Text shown.
.....

Actually, there is no mention of a condenser in the Cirillio paper. The
standard method of doing boiloff calorimetry is to measure the weight of
water boiled off (that disappears) and then multply by the energy required
to boil that water (which explicitly *is* the method used by Cirillo.)  It
appears the plastic cylinder with pyrex lid located above the cell does the
condensing.  There is apparently no intent to use the condensation heat
(i.e. mass flow calorimetry on the secondary coil) as a secondary
calorimetric means.  Cirillo's method is definitely susceptable to
entrained water droplets.

I would assume P.J van Noorden (he can clue us in) used an ordinary
laboratory condenser.  Such condensers are typically made of glass and used
in either straight through mode or reflux mode.  In straight through mode
the steam comes in through one (elevated) end and water comes out the
other.  In reflux mode the condenser is usually vertical and steam is
admitted  in at the bottom and water comes out the bottom into an attached
flask.  Unless you are trying to do dual calorimetry, it doesn't matter how
the condenser is cooled, by gas, by water, or by ice.  The heat measurment
is via the mass of water lost in the reactor.

.....

The data.
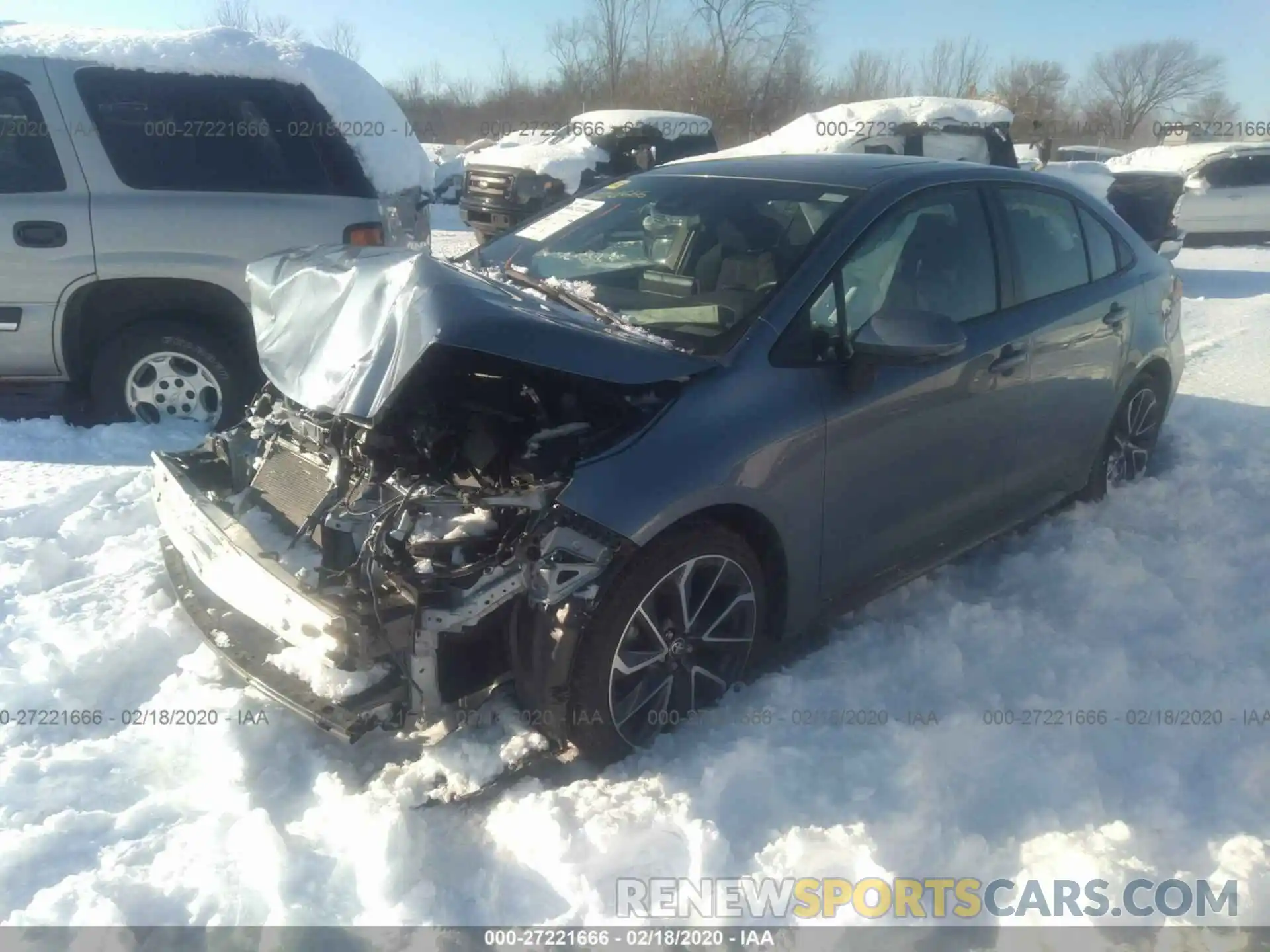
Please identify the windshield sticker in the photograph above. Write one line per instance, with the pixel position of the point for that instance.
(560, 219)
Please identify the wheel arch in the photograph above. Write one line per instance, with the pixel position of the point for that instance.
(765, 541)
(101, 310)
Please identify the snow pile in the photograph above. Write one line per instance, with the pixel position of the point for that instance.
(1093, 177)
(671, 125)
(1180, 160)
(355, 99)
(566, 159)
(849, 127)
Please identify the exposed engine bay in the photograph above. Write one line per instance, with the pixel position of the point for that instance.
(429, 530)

.....

What is expected.
Answer these questions from the boiloff calorimetry text.
1. What does the text say appears to do the condensing above the cell in Cirillo's setup?
2. What material are ordinary laboratory condensers typically made of?
3. In reflux mode, where is the steam admitted into the condenser?
The data has no role in this exercise.

Reply.
1. The plastic cylinder with pyrex lid located above the cell.
2. Glass.
3. At the bottom.